In conclusion I wish to say that in working at the problem
here dealt with I have had the loyal assistance of my friend
and colleague M. Besso, and that I am indebted to him for
several valuable suggestions.
                                    Albert Einstein, 1905


You had, by the way, overestimated the meaningfulness of my
observations again: I was not aware that they had the meaning
that an energy tensor for gravitation was dispensable. If I
understand it correctly, my inadvertent statement now implies
that planetary motion would satisfy conservation laws just by
chance, as it were. What is certain is that I was not aware of
this consequence of my comments and cannot grasp the argument
even now.
                                    Michele Besso, 1918


I see I have made myself a slave to Philosophy, but if I get
free of Mr. Linus's business I will resolutely bid adew to it
eternally, excepting for what I do for my private satisfaction
or leave to come out after me.  For I see a man must either
resolve to put out nothing new or to become a slave to defend it.
                                     Isaac Newton, 1677


There wanted not some beams of light to guide men in the
exercise of their Stocastick faculty.
                                        John Owen, 1662


I should consider that I know nothing about physics if I were 
able to explain only how things might be, and were unable to 
demonstrate that they could not be otherwise.
                                      Rene Descartes, 1640


Of all the communities available to us there is not one that
I would devote myself to, except for the society of true 
searchers, which has very few living members at any time.
                                     Albert Einstein, 1949


The description of right lines and circles, upon which
geometry is founded, belongs to mechanics.  Geometry does
not teach us to draw these lines, but requires them to
be drawn.
                                       Isaac Newton, 1687


I am coming more and more to the conviction that the
necessity of our geometry cannot be demonstrated...geometry
should be ranked, not with arithmetic, which is purely
aprioristic, but with mechanics.
                                        Carl Gauss, 1817


Among the great men who have philosophized about [the action
of the tides], the one who surprised me most is Kepler.  He
was a person of independent genius, [but he] became interested 
in the action of the moon on the water, and in other occult 
phenomena, and similar childishness.

■ **WRITTEN EXERCISE**
State whether each statement agrees with the collection of quotations, answering yes or no and quoting the deciding words: (a) In the 1677 quotation, Newton holds that a man must either put out nothing new or become a slave to defend it. (b) Gauss ranks geometry with arithmetic. (c) Besso says he now grasps the argument about planetary motion.

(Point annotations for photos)

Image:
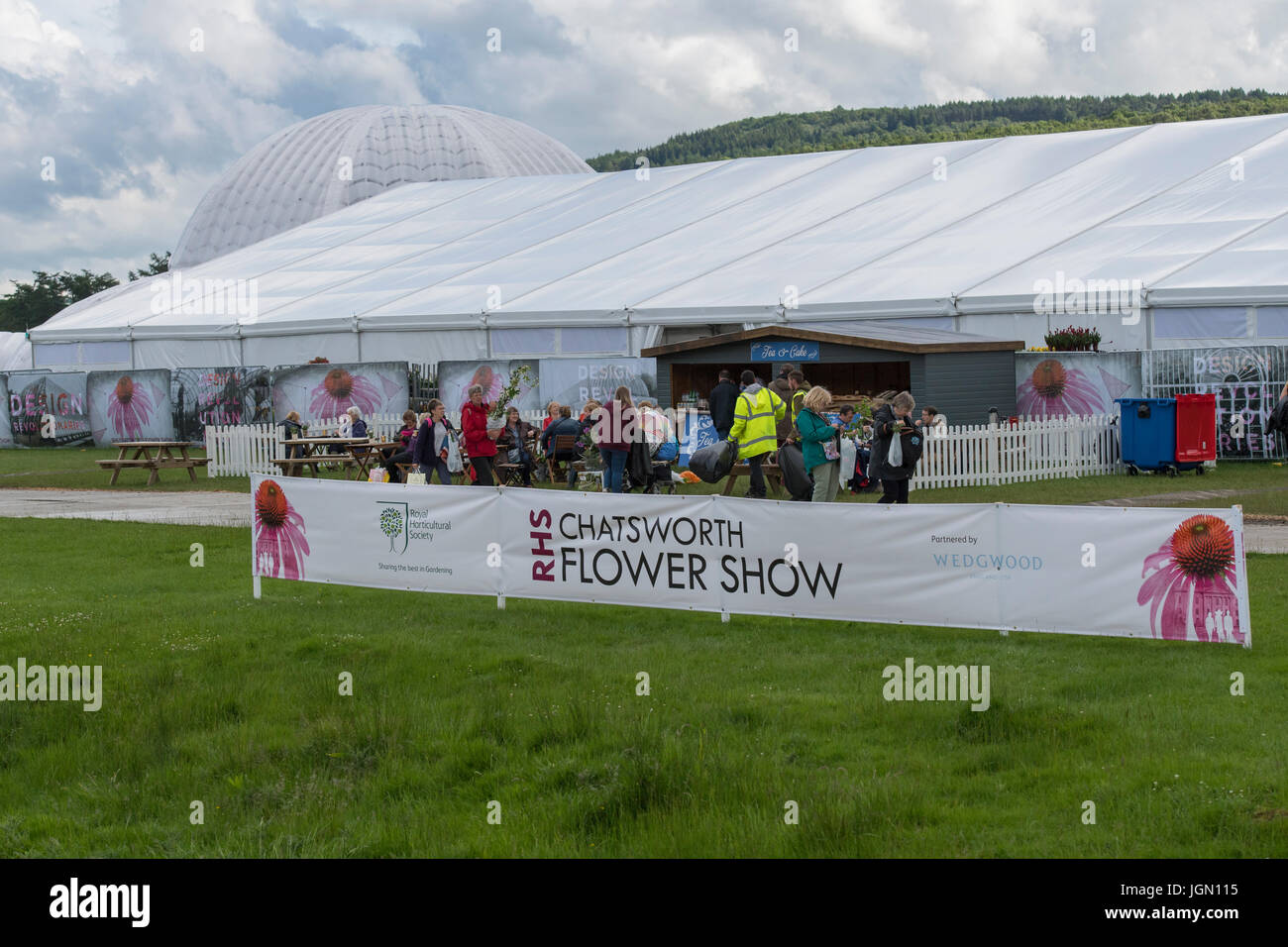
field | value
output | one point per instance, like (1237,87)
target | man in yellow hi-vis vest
(755,428)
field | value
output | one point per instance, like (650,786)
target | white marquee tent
(14,352)
(953,235)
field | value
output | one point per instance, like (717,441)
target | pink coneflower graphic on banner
(339,390)
(1190,583)
(1054,390)
(279,543)
(129,407)
(490,381)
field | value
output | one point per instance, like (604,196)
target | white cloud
(141,125)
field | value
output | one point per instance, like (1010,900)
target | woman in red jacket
(480,442)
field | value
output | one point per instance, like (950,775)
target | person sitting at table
(433,445)
(343,429)
(393,457)
(292,431)
(514,440)
(565,427)
(359,427)
(552,415)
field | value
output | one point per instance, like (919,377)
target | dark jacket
(883,432)
(565,427)
(1278,420)
(797,405)
(616,425)
(721,401)
(475,429)
(814,432)
(505,440)
(423,450)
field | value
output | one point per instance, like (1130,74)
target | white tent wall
(185,354)
(419,348)
(297,350)
(838,235)
(14,352)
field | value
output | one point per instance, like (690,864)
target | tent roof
(876,335)
(14,352)
(1197,211)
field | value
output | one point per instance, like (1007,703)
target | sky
(117,115)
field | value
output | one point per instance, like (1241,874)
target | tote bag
(894,458)
(454,454)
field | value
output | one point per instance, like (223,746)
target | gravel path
(198,508)
(207,508)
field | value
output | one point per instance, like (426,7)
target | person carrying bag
(889,445)
(820,440)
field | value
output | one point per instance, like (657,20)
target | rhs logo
(393,523)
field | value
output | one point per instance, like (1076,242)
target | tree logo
(393,523)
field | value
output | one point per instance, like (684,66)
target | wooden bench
(561,444)
(154,464)
(773,475)
(290,464)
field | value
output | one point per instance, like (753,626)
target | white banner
(1078,570)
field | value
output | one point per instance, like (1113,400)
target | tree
(158,264)
(33,303)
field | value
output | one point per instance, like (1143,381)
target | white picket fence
(1030,450)
(240,450)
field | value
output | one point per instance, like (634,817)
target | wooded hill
(861,128)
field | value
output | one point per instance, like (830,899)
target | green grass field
(217,697)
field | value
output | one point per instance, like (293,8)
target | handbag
(849,460)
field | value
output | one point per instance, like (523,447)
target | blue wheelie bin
(1149,434)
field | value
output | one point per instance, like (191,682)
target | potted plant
(1073,339)
(519,377)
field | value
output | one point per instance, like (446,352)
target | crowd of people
(764,418)
(636,442)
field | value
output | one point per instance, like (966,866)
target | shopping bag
(894,457)
(797,478)
(713,462)
(454,454)
(849,460)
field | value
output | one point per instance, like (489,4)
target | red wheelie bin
(1196,429)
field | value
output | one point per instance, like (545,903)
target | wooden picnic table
(154,457)
(312,453)
(369,453)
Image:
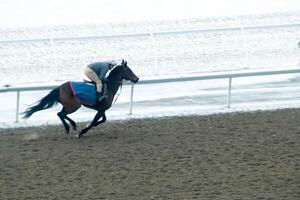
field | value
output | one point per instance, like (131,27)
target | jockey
(96,72)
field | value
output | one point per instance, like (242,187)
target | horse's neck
(113,87)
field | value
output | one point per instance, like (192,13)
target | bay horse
(63,94)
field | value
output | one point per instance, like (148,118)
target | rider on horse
(96,72)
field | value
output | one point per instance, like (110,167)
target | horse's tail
(47,102)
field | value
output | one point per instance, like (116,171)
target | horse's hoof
(67,130)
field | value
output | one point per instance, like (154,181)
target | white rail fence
(227,75)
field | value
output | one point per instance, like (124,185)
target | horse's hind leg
(73,124)
(62,115)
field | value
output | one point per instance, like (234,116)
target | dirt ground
(226,156)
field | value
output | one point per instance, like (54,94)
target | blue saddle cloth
(85,93)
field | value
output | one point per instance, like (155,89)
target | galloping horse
(65,96)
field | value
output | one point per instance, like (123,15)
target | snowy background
(36,63)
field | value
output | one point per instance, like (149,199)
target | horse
(64,95)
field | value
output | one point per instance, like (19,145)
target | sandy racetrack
(228,156)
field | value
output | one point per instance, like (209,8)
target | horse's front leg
(94,123)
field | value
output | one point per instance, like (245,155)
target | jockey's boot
(99,96)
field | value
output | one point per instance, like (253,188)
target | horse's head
(121,72)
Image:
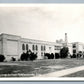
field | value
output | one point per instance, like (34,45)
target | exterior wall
(12,46)
(79,47)
(70,49)
(0,47)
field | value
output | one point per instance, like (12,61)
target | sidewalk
(63,72)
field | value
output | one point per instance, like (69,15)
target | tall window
(26,46)
(23,47)
(32,47)
(36,47)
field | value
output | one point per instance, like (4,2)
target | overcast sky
(47,22)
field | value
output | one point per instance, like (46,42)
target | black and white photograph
(42,41)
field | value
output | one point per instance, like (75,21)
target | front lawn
(32,68)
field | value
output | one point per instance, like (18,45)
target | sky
(48,22)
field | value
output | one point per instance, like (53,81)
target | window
(36,47)
(23,47)
(32,47)
(74,45)
(26,46)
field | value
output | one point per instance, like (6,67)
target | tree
(64,52)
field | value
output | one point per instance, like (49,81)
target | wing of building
(14,46)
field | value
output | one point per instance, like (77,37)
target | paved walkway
(63,72)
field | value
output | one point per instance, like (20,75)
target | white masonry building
(14,46)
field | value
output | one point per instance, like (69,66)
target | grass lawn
(32,68)
(77,74)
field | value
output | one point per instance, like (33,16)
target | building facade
(78,47)
(14,46)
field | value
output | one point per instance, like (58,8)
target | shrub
(52,56)
(57,55)
(48,55)
(13,59)
(23,56)
(33,56)
(2,58)
(73,56)
(28,56)
(64,52)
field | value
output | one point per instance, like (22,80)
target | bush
(2,58)
(49,56)
(64,52)
(57,55)
(33,56)
(13,59)
(52,56)
(73,56)
(28,56)
(23,56)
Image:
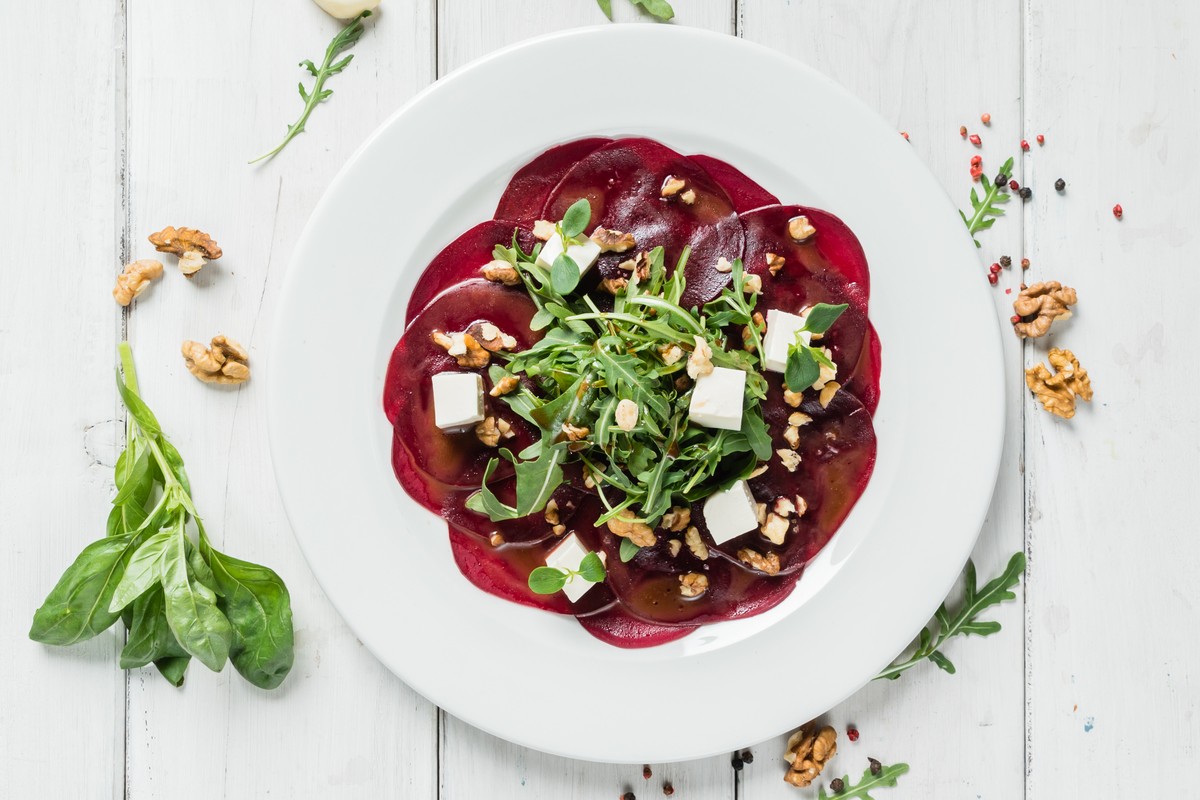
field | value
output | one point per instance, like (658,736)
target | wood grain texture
(341,726)
(1113,614)
(928,67)
(59,429)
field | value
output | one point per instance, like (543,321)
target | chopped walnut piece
(808,752)
(1057,391)
(790,458)
(700,362)
(828,391)
(693,584)
(193,247)
(774,263)
(799,228)
(677,518)
(672,186)
(501,272)
(613,241)
(775,530)
(624,524)
(1044,302)
(504,385)
(135,280)
(768,563)
(223,362)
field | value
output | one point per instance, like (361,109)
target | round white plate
(436,168)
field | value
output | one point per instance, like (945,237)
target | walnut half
(223,362)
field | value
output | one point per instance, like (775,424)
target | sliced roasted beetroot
(454,458)
(461,260)
(837,458)
(745,193)
(526,193)
(623,181)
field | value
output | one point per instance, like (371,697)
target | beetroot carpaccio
(594,390)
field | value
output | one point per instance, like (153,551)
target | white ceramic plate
(436,168)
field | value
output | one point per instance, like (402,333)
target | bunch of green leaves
(885,777)
(549,579)
(804,361)
(966,621)
(660,8)
(987,209)
(177,596)
(345,40)
(589,360)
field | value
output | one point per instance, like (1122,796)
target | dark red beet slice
(527,192)
(623,182)
(455,459)
(837,458)
(461,259)
(745,193)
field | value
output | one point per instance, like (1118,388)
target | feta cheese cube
(731,512)
(585,254)
(568,555)
(781,330)
(457,400)
(717,400)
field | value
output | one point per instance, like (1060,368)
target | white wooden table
(121,116)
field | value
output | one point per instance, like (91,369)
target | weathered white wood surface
(141,114)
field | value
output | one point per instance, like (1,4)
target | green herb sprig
(943,627)
(549,579)
(987,209)
(179,599)
(804,362)
(885,777)
(660,8)
(345,40)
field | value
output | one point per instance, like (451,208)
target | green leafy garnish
(943,627)
(180,599)
(549,579)
(985,209)
(345,40)
(885,777)
(660,8)
(804,361)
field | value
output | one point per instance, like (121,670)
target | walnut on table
(1057,391)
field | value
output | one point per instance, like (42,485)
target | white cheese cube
(717,400)
(457,400)
(585,254)
(781,330)
(569,555)
(731,512)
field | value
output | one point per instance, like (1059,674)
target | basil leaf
(78,606)
(822,317)
(258,606)
(576,218)
(192,609)
(564,274)
(546,579)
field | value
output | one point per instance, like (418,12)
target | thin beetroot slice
(745,193)
(623,182)
(461,260)
(526,194)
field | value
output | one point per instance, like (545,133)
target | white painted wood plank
(1113,614)
(341,726)
(928,68)
(61,710)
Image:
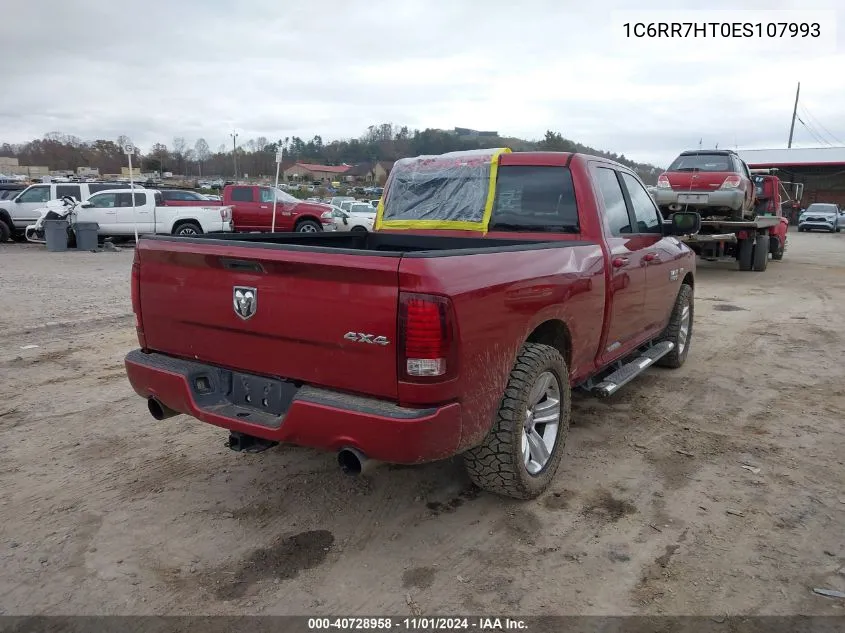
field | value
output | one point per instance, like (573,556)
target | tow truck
(750,241)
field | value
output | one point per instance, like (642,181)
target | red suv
(711,182)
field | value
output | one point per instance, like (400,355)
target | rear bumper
(828,225)
(317,418)
(731,198)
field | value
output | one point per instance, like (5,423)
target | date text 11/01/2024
(418,624)
(737,30)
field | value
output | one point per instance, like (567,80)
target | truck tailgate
(306,302)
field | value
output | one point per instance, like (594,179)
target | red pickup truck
(408,346)
(252,209)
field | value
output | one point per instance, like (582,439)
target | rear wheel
(522,452)
(745,254)
(187,229)
(308,226)
(679,330)
(761,253)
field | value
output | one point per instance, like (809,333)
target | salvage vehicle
(252,210)
(823,216)
(715,183)
(494,283)
(24,209)
(113,211)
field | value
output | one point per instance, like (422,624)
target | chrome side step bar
(625,374)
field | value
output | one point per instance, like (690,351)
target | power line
(812,133)
(811,126)
(819,123)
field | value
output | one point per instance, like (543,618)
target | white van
(24,208)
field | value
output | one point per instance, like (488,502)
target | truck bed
(381,244)
(307,292)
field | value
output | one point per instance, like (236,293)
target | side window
(125,199)
(68,190)
(645,213)
(614,202)
(242,194)
(36,194)
(103,201)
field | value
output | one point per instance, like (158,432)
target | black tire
(675,331)
(745,254)
(761,253)
(498,464)
(308,226)
(187,229)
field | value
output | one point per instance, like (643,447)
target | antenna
(794,114)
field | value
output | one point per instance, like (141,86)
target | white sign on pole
(279,156)
(129,150)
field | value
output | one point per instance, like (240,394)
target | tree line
(256,157)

■ **EXERCISE SOLUTION**
(a) Yes: "For I see a man must either resolve to put out nothing new or to become a slave to defend it."
(b) No: "geometry should be ranked, not with arithmetic, which is purely aprioristic, but with mechanics."
(c) No: "What is certain is that I was not aware of this consequence of my comments and cannot grasp the argument even now."